- **TEXT EXTRACT**
»»

Martriciano v. Camillo Profenno & Maryland Casualty Co.

127 Me. 549 | Me. | 1928

Appeal by the defendants from a decree affirming an award for compensation under the Workmen’s Compensation Act.

The petition for award which gave rise to the present case was dated October 27, 1927. In that petition it is alleged that on the 20th day of November, 1926, while working as a laborer in the employ of the defendant he was struck by an automobile as a result of which he “received concussion of the skull, abrasions, and was ruptured.” (Italics by the court).

Following the accident of November 20, 1926, the petitioner received compensation by agreement, which compensation had ceased by decree of the Industrial Accident Commission, but the findings now under consideration were based upon the aforesaid petition alleging that the claim was based upon a period of incapacity subsequent to that for which compensation had already been paid. The present incapacity of the petitioner is due to a hernia.

The issue, as stated by the claimant, “Is the disability, that claimant now has, one that is attributable to the accident of November 20, 1926.”

««

Stored data:

»»

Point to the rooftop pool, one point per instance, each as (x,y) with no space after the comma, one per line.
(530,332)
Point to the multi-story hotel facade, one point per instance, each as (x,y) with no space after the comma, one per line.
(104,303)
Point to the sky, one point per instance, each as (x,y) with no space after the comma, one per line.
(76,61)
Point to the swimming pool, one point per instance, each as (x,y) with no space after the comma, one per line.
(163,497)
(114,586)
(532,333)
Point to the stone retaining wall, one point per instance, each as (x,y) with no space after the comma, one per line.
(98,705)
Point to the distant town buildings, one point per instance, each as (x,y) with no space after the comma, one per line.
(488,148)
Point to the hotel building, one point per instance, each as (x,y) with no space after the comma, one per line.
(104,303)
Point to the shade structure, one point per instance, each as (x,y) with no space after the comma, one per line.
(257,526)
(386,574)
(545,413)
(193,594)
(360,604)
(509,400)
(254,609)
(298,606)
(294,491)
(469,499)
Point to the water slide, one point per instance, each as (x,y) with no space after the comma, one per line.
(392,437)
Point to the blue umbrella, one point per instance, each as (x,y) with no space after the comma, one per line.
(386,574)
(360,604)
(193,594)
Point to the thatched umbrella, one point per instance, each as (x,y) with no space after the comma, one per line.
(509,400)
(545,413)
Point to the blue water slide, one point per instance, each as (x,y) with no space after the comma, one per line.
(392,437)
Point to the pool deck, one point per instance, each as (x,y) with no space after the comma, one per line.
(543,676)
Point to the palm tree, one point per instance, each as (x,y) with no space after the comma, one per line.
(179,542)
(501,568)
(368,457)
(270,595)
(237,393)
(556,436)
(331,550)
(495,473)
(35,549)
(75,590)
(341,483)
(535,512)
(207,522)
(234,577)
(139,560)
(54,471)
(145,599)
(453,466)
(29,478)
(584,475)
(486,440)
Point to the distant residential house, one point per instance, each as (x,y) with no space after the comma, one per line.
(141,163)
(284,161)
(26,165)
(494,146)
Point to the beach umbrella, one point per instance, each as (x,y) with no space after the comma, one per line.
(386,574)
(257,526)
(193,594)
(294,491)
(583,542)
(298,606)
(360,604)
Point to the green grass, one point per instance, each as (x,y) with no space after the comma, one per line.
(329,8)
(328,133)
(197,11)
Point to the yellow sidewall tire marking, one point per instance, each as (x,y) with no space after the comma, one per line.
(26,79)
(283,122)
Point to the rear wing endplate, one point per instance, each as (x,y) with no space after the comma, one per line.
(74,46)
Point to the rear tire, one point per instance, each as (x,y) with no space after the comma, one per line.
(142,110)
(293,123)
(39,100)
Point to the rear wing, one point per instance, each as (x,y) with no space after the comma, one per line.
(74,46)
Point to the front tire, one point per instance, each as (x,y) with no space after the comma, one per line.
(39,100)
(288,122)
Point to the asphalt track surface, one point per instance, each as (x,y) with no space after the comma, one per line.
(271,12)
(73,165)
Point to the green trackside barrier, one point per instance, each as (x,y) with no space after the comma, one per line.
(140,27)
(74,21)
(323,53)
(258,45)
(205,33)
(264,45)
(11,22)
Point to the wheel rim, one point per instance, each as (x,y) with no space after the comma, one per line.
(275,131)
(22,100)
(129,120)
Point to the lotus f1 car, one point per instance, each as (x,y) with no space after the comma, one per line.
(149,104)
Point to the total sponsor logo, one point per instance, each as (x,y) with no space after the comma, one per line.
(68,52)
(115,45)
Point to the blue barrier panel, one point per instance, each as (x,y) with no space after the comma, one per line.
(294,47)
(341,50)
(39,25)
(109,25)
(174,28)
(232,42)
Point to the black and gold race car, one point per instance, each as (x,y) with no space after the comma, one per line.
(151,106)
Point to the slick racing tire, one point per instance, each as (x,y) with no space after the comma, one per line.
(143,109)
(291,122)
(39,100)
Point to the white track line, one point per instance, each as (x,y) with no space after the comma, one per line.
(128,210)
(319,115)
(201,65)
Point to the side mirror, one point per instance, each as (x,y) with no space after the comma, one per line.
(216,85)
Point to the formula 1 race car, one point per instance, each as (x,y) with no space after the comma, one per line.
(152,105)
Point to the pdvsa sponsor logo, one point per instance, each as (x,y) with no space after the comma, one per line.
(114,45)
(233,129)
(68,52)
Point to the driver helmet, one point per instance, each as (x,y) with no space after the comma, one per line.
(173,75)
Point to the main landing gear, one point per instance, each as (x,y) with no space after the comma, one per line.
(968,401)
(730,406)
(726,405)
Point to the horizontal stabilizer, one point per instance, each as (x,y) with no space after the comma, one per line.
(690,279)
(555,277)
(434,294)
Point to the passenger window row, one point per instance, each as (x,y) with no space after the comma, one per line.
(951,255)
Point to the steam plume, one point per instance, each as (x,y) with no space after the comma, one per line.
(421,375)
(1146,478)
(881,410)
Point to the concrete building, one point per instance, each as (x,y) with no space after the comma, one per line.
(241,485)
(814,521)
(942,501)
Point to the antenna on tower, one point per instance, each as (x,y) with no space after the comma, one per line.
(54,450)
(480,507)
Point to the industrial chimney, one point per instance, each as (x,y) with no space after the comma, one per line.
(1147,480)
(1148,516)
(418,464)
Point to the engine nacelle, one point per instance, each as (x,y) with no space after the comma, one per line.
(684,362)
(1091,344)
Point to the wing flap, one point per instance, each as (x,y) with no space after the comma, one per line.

««

- **TASKS**
a - Put the records into a numbered list, starting with the line that contains "Point to the industrial" and ending with the last line of the records, and omit blank lines.
b - Write what comes next in the court opinion on the hernia compensation claim, picking up after its last sentence.

- **TASK RESPONSES**
a -
1. Point to the industrial chimney, one point per instance, each as (x,y) with no space after the comma, one per line.
2. (1147,480)
3. (1148,516)
4. (418,464)
5. Point to the engine nacelle, one point per instance, each as (x,y) with no space after the comma, one per line.
6. (684,362)
7. (1091,344)
8. Point to the wing flap, one point per instance, each as (x,y) with no space after the comma, one per line.

b -
The defendants state the issue in slightly different language saying that “The issue in this case is whether or not the recurring femoral hernia on the right side is a result of the accident sustained by the petitioner on November 20,1926, when he received an injury while being employed by the defendant as a result of which he suffered a femoral hernia on the left side.” And the defendant further states as his contention that there was no evidence, outside of surmise and conjecture, which could connect the left femoral hernia with the recurrence of the right femoral hernia, in as much as the original femoral hernia on the right side, which occurred in Italy, was the cause of all the trouble on the right side.

Taking either of the statements as to the issue, it is quite plain that the issue was one of fact and was decided by the Industrial Accident Commission in favor of the petitioner.

*550In reaching its conclusion the Industrial Accident Commission evidently determined that either from congenital conditions or from the early hernia suffered in Italy there was a physical condition which was accelerated or excited by the accident on November 20, 1926, and using this as a basis the compensation prayed for was granted.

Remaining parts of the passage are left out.